Excerpt.

********************

We propose a query algorithm for STS-Join based on a traversal over our index structure. To take advantage of the characteristic that segments on a trajectory are connected sequentially, we design a backtracking-based method to reduce node access of the traversal. It can avoid querying each segment individually. Note that this query method is applicable to any spatial indices that divide the space in a non-overlapping manner. Further, we derive an upper bound of the similarity between a query trajectory and an original user trajectory based on the similarity between the query trajectory and the corresponding obfuscated user trajectory. This enables additional pruning on the server, which reduces the number of query trajectories to be sent to the clients for final similarity checks and saves communication costs.

To sum up, we make the following contributions:

  1. (1)

    We define a new trajectory join predicate STS-Join that focuses on sub-trajectory similarity. Two similar trajectories can be very different, but they can contain parts that are related in both space and time. This similarity is especially applicable to bioinformatic datasets that are used for contact tracing and in computational transport science with shared-economy-based transportation systems.

********************

Stored rows.
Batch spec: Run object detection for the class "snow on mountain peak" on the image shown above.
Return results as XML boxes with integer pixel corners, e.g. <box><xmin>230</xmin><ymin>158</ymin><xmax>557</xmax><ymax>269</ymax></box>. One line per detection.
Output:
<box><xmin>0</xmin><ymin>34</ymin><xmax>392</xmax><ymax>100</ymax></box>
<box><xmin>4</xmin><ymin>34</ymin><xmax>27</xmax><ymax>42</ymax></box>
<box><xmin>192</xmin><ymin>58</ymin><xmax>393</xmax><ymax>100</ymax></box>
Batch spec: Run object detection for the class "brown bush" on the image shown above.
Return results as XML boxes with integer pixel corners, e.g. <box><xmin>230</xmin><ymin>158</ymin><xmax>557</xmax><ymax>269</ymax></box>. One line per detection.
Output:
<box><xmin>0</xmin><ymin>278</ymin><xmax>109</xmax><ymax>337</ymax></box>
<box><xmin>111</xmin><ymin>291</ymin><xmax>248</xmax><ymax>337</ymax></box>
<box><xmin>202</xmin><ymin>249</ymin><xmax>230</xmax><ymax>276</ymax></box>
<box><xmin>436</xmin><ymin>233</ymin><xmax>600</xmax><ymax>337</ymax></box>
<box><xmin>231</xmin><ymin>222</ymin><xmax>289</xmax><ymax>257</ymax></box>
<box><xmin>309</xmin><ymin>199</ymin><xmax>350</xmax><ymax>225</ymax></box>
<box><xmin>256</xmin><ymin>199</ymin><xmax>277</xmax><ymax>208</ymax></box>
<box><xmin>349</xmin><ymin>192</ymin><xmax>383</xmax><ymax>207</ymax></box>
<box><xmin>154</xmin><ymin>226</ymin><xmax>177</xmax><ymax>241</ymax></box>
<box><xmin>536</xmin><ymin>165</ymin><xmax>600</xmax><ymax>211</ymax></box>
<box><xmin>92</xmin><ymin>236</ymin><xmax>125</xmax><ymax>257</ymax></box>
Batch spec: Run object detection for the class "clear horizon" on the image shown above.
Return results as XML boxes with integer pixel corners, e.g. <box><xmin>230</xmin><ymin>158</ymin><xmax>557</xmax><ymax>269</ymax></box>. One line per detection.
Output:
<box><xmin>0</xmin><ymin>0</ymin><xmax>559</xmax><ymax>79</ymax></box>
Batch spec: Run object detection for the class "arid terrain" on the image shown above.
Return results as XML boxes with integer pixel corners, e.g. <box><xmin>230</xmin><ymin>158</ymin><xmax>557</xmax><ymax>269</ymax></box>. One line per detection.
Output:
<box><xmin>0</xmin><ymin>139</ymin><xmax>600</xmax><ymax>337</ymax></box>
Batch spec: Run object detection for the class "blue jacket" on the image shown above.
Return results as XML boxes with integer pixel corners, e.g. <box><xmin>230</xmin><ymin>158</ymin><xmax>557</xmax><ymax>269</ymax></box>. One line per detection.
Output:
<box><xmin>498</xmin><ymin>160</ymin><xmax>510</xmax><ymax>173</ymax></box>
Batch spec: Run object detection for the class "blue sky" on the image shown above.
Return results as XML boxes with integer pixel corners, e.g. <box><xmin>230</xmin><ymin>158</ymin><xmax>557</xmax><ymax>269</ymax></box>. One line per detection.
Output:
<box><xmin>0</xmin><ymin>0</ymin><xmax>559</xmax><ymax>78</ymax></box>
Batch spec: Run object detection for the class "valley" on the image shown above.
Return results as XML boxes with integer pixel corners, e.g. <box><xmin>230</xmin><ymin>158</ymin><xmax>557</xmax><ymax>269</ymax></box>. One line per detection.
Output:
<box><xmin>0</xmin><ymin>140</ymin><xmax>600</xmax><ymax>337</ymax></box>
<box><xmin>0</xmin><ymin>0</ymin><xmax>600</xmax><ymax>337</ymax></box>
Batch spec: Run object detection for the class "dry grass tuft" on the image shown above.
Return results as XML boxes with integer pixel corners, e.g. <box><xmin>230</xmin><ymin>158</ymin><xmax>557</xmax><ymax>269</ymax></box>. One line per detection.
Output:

********************

Instruction A.
From the STS-Join excerpt, reproduce the passage starting with "To sum up, we" and going on through "shared-economy-based transportation systems.".
Instruction B.
According to the STS-Join excerpt, to which spatial indices is the proposed query method applicable?

Output A.
To sum up, we make the following contributions:

  1. (1)

    We define a new trajectory join predicate STS-Join that focuses on sub-trajectory similarity. Two similar trajectories can be very different, but they can contain parts that are related in both space and time. This similarity is especially applicable to bioinformatic datasets that are used for contact tracing and in computational transport science with shared-economy-based transportation systems.

Output B.
It is applicable to any spatial indices that divide the space in a non-overlapping manner.